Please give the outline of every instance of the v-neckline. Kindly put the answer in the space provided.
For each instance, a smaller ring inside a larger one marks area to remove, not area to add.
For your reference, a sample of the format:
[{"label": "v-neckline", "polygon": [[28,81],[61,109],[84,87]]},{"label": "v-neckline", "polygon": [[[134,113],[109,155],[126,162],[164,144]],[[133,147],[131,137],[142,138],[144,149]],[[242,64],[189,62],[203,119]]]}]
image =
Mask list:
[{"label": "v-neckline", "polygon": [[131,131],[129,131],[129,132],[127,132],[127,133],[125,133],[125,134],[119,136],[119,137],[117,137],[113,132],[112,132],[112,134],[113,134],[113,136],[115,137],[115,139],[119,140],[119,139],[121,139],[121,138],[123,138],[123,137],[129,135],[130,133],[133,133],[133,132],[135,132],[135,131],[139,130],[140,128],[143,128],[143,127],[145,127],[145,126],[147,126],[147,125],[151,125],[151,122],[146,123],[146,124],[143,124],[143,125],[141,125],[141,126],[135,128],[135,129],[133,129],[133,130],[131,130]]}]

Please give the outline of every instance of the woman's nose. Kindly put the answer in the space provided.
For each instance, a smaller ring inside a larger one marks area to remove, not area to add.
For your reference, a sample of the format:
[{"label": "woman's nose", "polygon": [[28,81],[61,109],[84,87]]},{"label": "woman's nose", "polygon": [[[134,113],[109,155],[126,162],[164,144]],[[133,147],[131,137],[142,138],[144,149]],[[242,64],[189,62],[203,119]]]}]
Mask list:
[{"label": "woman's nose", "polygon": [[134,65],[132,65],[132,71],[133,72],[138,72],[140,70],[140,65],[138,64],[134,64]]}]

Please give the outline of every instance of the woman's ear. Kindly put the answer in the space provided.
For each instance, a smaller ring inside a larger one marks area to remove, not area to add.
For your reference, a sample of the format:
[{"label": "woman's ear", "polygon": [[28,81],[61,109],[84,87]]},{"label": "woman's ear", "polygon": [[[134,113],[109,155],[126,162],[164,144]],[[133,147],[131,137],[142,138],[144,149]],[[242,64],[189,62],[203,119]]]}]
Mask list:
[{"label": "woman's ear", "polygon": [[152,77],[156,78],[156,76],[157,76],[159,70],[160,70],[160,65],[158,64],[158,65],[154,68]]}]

Instruction: Reproduce all three items above word for word, in their original order.

Answer to this problem:
Please give the outline of every instance of the v-neckline. Kindly put the answer in the space provided.
For each instance, a smaller ring inside a larger one marks area to remove, not area to add.
For your reference, a sample of the format:
[{"label": "v-neckline", "polygon": [[28,81],[61,109],[84,87]]},{"label": "v-neckline", "polygon": [[[134,113],[109,155],[126,162],[164,144]],[[133,147],[131,137],[142,138],[144,149]],[[242,64],[189,62],[203,119]]]}]
image =
Mask list:
[{"label": "v-neckline", "polygon": [[131,131],[129,131],[129,132],[127,132],[127,133],[125,133],[125,134],[119,136],[119,137],[117,137],[113,132],[112,132],[112,134],[113,134],[113,136],[115,137],[115,139],[119,140],[119,139],[121,139],[121,138],[123,138],[123,137],[129,135],[130,133],[133,133],[133,132],[135,132],[135,131],[139,130],[140,128],[143,128],[143,127],[145,127],[145,126],[147,126],[147,125],[151,125],[151,122],[146,123],[146,124],[143,124],[143,125],[141,125],[141,126],[135,128],[135,129],[133,129],[133,130],[131,130]]}]

Please give the outline of every instance of the woman's nose. Kindly put the answer in the space provided.
For each instance, a smaller ring inside a larger one marks area to remove, not area to add.
For your reference, a sample of the format:
[{"label": "woman's nose", "polygon": [[28,81],[61,109],[84,87]]},{"label": "woman's nose", "polygon": [[[134,113],[109,155],[126,162],[164,144]],[[133,147],[131,137],[142,138],[144,149]],[[242,64],[189,62],[203,119]]]}]
Mask list:
[{"label": "woman's nose", "polygon": [[134,65],[132,65],[132,71],[133,72],[138,72],[140,70],[140,65],[138,64],[134,64]]}]

Please give the outline of every instance of the woman's ear. Kindly put the answer in the space provided.
For each instance, a smaller ring inside a larger one marks area to remove, not area to add.
For your reference, a sample of the format:
[{"label": "woman's ear", "polygon": [[28,81],[61,109],[84,87]]},{"label": "woman's ear", "polygon": [[[134,113],[109,155],[126,162],[164,144]],[[133,147],[131,137],[142,138],[144,149]],[[242,64],[189,62],[203,119]]]}]
Mask list:
[{"label": "woman's ear", "polygon": [[152,77],[156,78],[156,76],[157,76],[159,70],[160,70],[160,65],[158,64],[158,65],[154,68]]}]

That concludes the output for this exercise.